TEXT PASSAGE:
-- BEGIN --

2. As the notice inviting tenders and the work proposed in the said notice was time-bound i.e. for a period of one year, by the time this Court could attempt a resolution of the dispute arising in the said writ petition filed, the period of one year had almost expired. This Court, therefore had no occasion to go into the said question raised. However, this Court, in the judgment and Order dated September 15, 1998 disposing of the writ petition, took the view that the real dispute between the parties is with regard to the entitlement of the members of the petitioner Association to regularisation in terms of the certified standing orders of the ONGC in force. As the said claim could only be decided on the basis of certain basic facts, the existence of which was disputed (sic) by and between the parties, this Court expressed its inability to resolve the said question in the writ petition filed. However, taking note of the fact that the matter had gone to conciliation under the provisions of the Industrial Disputes Act and the failure report had been submitted to the Central Government under Section 12(4) of the Act and as no decision had been taken by the Central Government on the said report as required under Section 12(5) of the Act, this Court had directed the Central Government to pass appropriate orders under Section 12(5) of the Act in the light of the report of the failure of the conciliation proceedings as submitted by the Assistant Labour Commissioner (Central) Dibrugarh on October 27, 1997. It is pursuant to the aforesaid order of the Court that the impugned order has been passed on October 28, 1998 refusing to refer the dispute for adjudication by the Industrial Tribunal on the ground that 'The concerned workers are contingent/casual workers, hence their claim to regularise their services is not valid.' Aggrieved, the petitioner Association has instituted the present writ application.

3. I have heard Sri S. Das, learned Counsel appearing for the petitioner, Mr. K. Bandopadhaya, learned senior counsel appearing for the ONGC. None has appeared on behalf of the respondent Nos. 1 and 2.

-- END --

Records from a collection
-- BEGIN --

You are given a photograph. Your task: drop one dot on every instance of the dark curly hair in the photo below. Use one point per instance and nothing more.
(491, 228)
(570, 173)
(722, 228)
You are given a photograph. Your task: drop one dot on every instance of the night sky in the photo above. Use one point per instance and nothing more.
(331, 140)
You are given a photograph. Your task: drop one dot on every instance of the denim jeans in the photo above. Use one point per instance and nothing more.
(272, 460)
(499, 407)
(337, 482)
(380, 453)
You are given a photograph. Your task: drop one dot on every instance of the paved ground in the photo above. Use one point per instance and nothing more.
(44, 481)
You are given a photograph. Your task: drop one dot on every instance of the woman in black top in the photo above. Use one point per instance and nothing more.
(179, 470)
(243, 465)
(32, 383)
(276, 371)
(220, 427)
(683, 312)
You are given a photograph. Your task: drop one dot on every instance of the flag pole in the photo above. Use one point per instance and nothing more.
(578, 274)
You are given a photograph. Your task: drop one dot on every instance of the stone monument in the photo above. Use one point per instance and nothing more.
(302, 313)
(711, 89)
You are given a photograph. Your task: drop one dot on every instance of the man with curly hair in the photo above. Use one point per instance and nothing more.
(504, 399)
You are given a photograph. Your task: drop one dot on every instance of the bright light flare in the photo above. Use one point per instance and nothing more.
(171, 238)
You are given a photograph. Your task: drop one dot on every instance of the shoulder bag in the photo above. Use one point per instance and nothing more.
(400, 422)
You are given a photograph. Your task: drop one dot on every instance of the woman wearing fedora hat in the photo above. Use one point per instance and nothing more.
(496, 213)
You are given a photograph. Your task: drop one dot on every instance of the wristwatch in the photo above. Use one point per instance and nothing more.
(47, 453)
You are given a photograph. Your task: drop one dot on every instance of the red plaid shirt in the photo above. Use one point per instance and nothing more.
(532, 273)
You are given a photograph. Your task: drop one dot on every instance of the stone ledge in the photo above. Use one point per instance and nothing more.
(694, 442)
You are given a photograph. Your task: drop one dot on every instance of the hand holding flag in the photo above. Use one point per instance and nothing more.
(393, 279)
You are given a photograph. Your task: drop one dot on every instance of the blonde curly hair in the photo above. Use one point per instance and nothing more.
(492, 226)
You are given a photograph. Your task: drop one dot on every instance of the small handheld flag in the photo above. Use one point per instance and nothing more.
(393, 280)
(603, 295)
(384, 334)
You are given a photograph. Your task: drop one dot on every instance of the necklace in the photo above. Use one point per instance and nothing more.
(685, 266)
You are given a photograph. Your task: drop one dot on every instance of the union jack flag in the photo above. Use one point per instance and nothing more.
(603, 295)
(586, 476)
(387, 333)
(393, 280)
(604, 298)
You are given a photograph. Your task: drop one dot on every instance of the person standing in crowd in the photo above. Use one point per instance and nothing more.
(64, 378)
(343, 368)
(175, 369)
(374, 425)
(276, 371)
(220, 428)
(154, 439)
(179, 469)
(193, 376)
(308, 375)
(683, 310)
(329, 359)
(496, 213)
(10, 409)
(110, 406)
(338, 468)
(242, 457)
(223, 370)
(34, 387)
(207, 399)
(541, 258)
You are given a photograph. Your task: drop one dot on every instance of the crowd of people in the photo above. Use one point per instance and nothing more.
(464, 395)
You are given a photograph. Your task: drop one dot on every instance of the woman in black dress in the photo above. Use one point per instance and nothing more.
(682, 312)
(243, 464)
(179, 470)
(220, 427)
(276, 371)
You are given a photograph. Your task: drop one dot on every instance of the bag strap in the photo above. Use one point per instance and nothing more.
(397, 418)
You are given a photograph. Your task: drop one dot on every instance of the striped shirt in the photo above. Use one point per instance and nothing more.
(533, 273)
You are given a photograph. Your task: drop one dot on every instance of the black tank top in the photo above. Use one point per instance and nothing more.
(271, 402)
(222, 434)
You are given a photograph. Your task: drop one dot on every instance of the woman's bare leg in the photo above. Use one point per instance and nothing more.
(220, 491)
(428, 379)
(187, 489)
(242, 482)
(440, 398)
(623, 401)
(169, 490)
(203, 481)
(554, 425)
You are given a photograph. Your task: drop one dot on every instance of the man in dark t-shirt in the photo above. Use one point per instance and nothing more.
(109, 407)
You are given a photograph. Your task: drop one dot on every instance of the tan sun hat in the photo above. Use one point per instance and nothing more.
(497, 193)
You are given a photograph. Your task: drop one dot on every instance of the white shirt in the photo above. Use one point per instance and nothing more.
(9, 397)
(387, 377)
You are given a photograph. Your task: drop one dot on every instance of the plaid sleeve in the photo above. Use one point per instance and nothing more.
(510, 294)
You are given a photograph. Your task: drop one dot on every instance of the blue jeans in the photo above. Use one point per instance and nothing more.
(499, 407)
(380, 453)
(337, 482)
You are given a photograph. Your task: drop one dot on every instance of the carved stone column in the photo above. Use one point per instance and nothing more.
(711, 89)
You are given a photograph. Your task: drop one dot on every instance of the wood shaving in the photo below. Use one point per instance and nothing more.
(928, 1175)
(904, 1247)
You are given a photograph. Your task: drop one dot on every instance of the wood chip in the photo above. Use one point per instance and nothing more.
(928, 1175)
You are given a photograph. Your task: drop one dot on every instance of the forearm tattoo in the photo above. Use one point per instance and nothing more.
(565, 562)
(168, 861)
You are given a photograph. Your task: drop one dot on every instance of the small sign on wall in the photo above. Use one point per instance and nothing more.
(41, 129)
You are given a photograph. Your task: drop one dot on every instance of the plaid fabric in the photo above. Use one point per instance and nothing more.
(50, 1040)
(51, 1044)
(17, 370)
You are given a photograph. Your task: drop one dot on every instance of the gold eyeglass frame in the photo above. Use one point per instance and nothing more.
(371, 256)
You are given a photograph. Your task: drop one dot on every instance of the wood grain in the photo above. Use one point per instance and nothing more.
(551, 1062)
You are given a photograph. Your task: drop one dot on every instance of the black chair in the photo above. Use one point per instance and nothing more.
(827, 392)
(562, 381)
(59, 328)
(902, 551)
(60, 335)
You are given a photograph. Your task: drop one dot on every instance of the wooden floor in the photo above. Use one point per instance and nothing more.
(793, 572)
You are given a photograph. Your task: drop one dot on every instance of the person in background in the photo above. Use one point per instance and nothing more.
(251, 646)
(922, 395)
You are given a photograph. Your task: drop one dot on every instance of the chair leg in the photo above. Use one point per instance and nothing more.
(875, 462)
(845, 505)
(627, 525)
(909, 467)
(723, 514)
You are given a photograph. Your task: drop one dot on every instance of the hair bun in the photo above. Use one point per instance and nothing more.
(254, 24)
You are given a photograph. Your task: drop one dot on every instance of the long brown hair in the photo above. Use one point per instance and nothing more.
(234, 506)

-- END --

SET TASKS:
a) Reproduce the judgment passage from "3. I have heard" up to and including "Nos. 1 and 2.", replacing "None has appeared" with "No one has appeared".
b) Write the next part of the judgment passage, beginning after its final sentence.

RESULTS FOR EACH TASK:
a)
3. I have heard Sri S. Das, learned Counsel appearing for the petitioner, Mr. K. Bandopadhaya, learned senior counsel appearing for the ONGC. No one has appeared on behalf of the respondent Nos. 1 and 2.

b)
4. The arguments advanced by Sri Das, learned Counsel for the petitioner, has been short and precise. According to Sri Das, the dispute between the parties is with regard to the entitlement of the members of the petitioner Association to regularisation in service in accordance with the certified standing orders in force. It is submitted that at the stage of the making of the decision as to whether a reference should be made or not, the Central Government cannot decide on the tenability of the claim made which pertains to the area of adjudication which is required to be made by the Industrial Court. In the present case, the Central Government has refused to make reference on the ground that the claim for regularisation is not valid as the concerned workers are contingent/casual workers. The aforesaid conclusion, according to learned Counsel for the petitioner, touches on the merits of the controversy which the Central Government was not authorised to consider at the stage of deciding whether a reference should be made or not. Though a number of decisions have been placed in support of the contentions advanced, specific reference to two decisions of the Apex Court i.e. in the case of M.P. Irrigation Karmachari Sangh v. State of M.P. and Anr., reported in : (1985)ILLJ519SC and in the case of TELCO Convoy Drivers Mazdoor Sangh and Anr. v. State of Bihar and Ors. reported in : (1989)IILLJ558SC would suffice. On the aforesaid basis, the contention advanced is that the impugned order dated October 28, 1998 discloses patent errors of jurisdiction requiring interference by this Court. In conclusion, Sri Das, learned Counsel for the petitioner, has submitted that the claim of the petitioner Association admittedly being with regard to the entitlement of its members to regularisation in accordance with the certified standing orders in force and the existence of an industrial dispute having been virtually admitted by the ONGC in its affidavit filed in the earlier writ proceeding i.e. Civil Rule No. 5744/1997, this Court may proceed to exercise its extended jurisdiction by requiring the respondents No. 1 and 2 to make a reference of the dispute to the Industrial Tribunal for due adjudication.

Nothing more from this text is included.